◆ **Exercise prompt**:
Please format the data below as a JSON list of strings, one string per line, leaving out any blank lines.
------------------------------------------------
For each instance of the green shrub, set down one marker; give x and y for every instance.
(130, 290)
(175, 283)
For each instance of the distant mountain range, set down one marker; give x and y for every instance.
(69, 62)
------------------------------------------------
◆ **The completed task**:
[
  "For each instance of the green shrub, set down one marker; give x and y for every instance.",
  "(130, 290)",
  "(175, 283)",
  "For each instance of the distant mountain range, set down one marker; give x and y for every instance.",
  "(69, 62)"
]